This is interesting to think through…I guess there are two ways to look at it – from a technology standpoint and financial, I don’t think social media is going anywhere any time soon in terms of technology, new platforms may emerge, others may disappear, but social media will continue to evolve.

In terms of the financial side, Facebook was subject to a lot of hype with their IPO. The USA Today article you mentioned was really fascinating to read through, citing how the success of LinkedIn caused people to 1) Consider LinkedIn undersold their stock and 2) That caused people to over estimate the value of Facebook. The article also mentions how hard it is to consistently monetize social media, so that for sure is playing into Facebook’s stock.

All in all, Facebook is creeping towards billions of users, and have the best people to fix their stock prices. I don’t think it bursts, I think the problem is that Facebook was overvalued from the get go, so the markets are just leveling out. Super interesting to think through, so thanks for sharing!

David B. Grinberg

Thanks, Pat, your keen insights and sharp analysis are always awesome — and appreciated. In addition to thinking “outside the box” you excel at thinking “outside the bubble”!


Here’s the trouble with monetizing social media platforms:

1) Human connections are really difficult to put billboards on.

2) We all know how to ignore advertising.

3) People are unpredictable. A message may resonate and get passed today, ignored tomorrow, and be completely off-putting next week.

Paying for advertising on Social Media platforms is like having advertising on your phone. Imagine every time you picked up the phone someone said “This phone call is brought to you by Johnson & Johnson.” It would be strange, right? And you’d stop listening for the first 20 seconds of every phone call.

Either companies pay for the service through advertising or it becomes a subscription-based service much like your phone bill. The market is used to getting it all for free and most marketers are still trying to use Social Media as an extension of their traditional advertising plans.

The platforms won’t disappear. Expectations on how to make money off of them will change – I suspect dramatically.

Peter Sperry

Servers and the technicians to operate them are not inexpensive. Companies which are unable to successfully monetize their services eventually stop providing them. It seems increasingly unlikely social media will be able to montize free services through advertising alone. Subscription based services appear to be the only alternative. Linkedin already offers premium subscription services. Facebook may also have sufficient market penetration and user loyalty to be able to make this tranisition. Twitter is likely to face more difficulty but may be able to identify niche markets sufficient to turn a profit. The rest seem destined to join Myspace on the trash heap of over hyped net services. The consolidation may allow government social media coordinators to focus their efforts on a smaller number of surviving platforms.

**WHAT TO WORK ON**.
**a)** In the discussion of social media's future, what does Peter Sperry say LinkedIn already offers?
**b)** According to Peter Sperry's comment in the social media discussion, why do subscription-based services appear to be the only alternative for these platforms? Answer in one to three sentences.
**c)** Could you continue the social media discussion from where it stops, in the same conversational style?

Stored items

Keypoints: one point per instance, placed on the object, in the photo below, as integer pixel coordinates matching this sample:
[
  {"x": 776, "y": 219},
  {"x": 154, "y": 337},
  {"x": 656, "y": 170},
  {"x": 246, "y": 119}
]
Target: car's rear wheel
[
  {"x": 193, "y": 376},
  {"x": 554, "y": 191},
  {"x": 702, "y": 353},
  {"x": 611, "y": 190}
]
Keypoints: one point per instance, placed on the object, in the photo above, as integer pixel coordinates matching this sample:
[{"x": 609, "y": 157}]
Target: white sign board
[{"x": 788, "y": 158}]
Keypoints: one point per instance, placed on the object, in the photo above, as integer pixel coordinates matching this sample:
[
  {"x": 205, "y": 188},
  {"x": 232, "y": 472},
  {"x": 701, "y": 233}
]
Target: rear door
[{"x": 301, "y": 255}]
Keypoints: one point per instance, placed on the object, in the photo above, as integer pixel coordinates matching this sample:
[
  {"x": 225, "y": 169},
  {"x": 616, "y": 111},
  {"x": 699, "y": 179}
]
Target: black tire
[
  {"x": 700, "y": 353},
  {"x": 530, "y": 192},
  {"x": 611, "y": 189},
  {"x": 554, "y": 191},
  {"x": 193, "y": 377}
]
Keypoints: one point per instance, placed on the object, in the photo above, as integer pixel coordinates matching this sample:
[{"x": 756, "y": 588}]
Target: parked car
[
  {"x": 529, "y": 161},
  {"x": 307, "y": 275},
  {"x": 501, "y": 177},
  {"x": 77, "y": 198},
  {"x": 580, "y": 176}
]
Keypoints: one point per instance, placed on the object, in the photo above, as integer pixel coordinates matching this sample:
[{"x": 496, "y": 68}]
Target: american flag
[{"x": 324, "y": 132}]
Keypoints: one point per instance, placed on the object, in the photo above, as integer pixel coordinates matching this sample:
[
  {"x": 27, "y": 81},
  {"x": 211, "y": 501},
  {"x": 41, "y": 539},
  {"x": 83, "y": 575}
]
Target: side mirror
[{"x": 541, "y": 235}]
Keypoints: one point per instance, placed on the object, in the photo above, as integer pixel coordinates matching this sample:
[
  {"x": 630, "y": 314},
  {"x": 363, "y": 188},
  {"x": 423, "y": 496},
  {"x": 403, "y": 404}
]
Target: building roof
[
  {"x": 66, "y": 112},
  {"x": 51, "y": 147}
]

**ANSWERS IN ORDER**.
**a)** Premium subscription services.

**b)** Servers and the technicians who run them are expensive, and companies that can't successfully monetize their services eventually stop providing them. Since it seems increasingly unlikely that social media can monetize free services through advertising alone, subscriptions look like the only other option.

**c)**
An alternative for making money off of Twitter would be selling the back-end data analysis for trending and market analysis. The same for Facebook, but then you have the bitter taste that inevitably would take up residence in people’s mouths over that level of data mining. I have mixed feelings about it – everything has a price: living your life on-line invites the whole wide world in. Not all of those people are going to have your best interests at heart.

But I do agree – it isn’t cheap to run an enterprise like Twitter (or Facebook, or whatever). There’s got to be money in it somehow… otherwise we’ll eventually go back to the days of community-driven message boards hosted and monitored by people who are passionate about a particular niche…

David B. Grinberg

Thanks very much for the thought-provoking and insightful comments A.L. and Peter. Regarding monetizing via ads on social media — as you know — they’re already on YouTube and many digital news sites (like nytimes.com, washpost.com, etc.).

Yes, these ads are often annoying and get in the way of the content you clicked on to read. However, I’ve noticed more nuanced ad features, such as “Skip this ad” or shorter ads with a 10-, 20- or 30-second countdowns until the requested content appears. Any thoughts how that may be applicable to other social media, as it seems to be viable for YouTube?

David B. Grinberg

FYI — Interesting article yesterday in The Atlantic on social media monetizing, valuations and venture capital, etc. Why the social media revolution is about to get a little less awesome

“The first few years of the social media revolution have been a golden age of tech utilitarianism, where maximizing users’ delight was considered, quite literally, the only currency that mattered. In Part II of the revolution, the desired currency is poised to change from attention to profit. That’s a shame. It doesn’t mean that the programs you love are anywhere close to coming to an end. It just means that things are about to get a little less awesome,” according to The Atlantic.